While the Great Recession had something to do with health spending growing at a less than 4 percent rate during recent years, government actuaries still estimate that costs will pick back up in the future at a slower rate than they did during the 1990s. The decrease in the average age of Medicare recipients, faster economic growth and the expansion of health insurance coverage under the Affordable Care Act are key underlying factors that will drive health spending growth in the coming decade — with the impact of health insurance expansion waning during the next few years as Obamacare plays out.

The Office of the Actuary for the Centers for Medicare and Medicaid Services, the agency that carries out the details of the health law, presented findings a few weeks ago about health care spending in the U.S. that were published in the trade journal Health Affairs. The agency projects the U.S. will spend more on health care during the next decade than during the recession, which began in late 2007, but that the rate of spending will be lower than from 1990 to 2008, when costs grew at an average of 7.2 percent each year, or 2 percent faster than the economy.

Health care spending is now projected to grow at a rate of 6 percent per year from 2015 to 2023, or 1.1 percentage points faster than the economy, which is expected to rebound gradually. By 2023, health costs will make up nearly a fifth of total spending. “When there is income growth, people tend to spend their money on health care as well as on everything else,” says Douglas Holtz-Eakin, president of the American Action Forum and a former CBO director.

Health care economists and policy experts have broken down the effects of this shift in spending in terms of hospital costs, long-term care and Medicare, all of which are likely to be affected by the broad changes afoot.
#####
Requirement 1 – According to the health spending text, at what average yearly rate did U.S. health costs grow from 1990 to 2008?
Requirement 2 – List the key underlying factors that the health spending text says will drive health spending growth in the coming decade.
#####
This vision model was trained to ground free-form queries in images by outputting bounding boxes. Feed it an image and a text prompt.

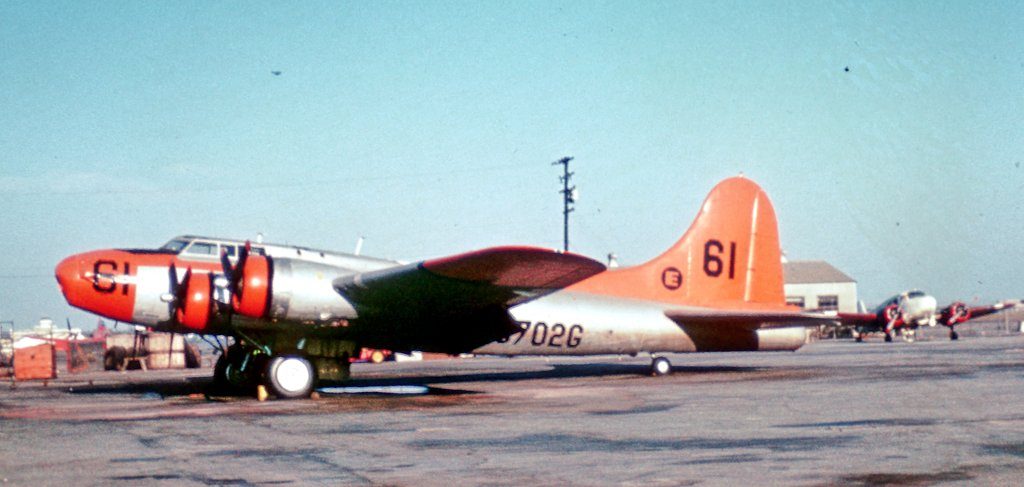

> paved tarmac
[0,336,1024,486]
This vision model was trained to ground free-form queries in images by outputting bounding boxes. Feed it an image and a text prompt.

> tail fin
[571,177,785,306]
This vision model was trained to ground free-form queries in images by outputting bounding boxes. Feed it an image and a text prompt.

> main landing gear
[213,337,335,399]
[265,355,316,399]
[650,356,672,377]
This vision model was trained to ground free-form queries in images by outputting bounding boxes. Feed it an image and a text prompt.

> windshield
[160,238,188,254]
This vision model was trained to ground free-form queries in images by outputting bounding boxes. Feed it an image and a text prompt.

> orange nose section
[53,256,82,303]
[53,251,138,322]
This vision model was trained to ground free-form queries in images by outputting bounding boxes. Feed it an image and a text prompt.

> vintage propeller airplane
[55,177,836,398]
[839,290,1020,342]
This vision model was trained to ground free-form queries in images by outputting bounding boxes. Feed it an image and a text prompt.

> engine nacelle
[231,256,356,322]
[174,270,214,331]
[231,256,273,318]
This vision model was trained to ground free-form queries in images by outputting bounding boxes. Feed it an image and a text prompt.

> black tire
[103,346,128,370]
[213,347,251,394]
[650,357,672,377]
[264,355,316,399]
[185,343,203,368]
[213,353,227,389]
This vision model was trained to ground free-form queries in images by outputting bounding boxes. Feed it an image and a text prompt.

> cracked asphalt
[0,336,1024,486]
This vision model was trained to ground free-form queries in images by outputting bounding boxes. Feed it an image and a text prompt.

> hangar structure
[782,260,857,313]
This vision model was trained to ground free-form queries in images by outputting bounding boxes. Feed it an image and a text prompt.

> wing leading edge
[333,247,605,353]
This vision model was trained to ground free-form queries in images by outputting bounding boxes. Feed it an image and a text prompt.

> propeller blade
[167,261,178,296]
[228,240,252,300]
[174,267,191,310]
[220,247,234,284]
#####
Your response 1 – 7.2 percent a year.

Your response 2 –
- The decrease in the average age of Medicare recipients
- Faster economic growth
- The expansion of health insurance coverage under the Affordable Care Act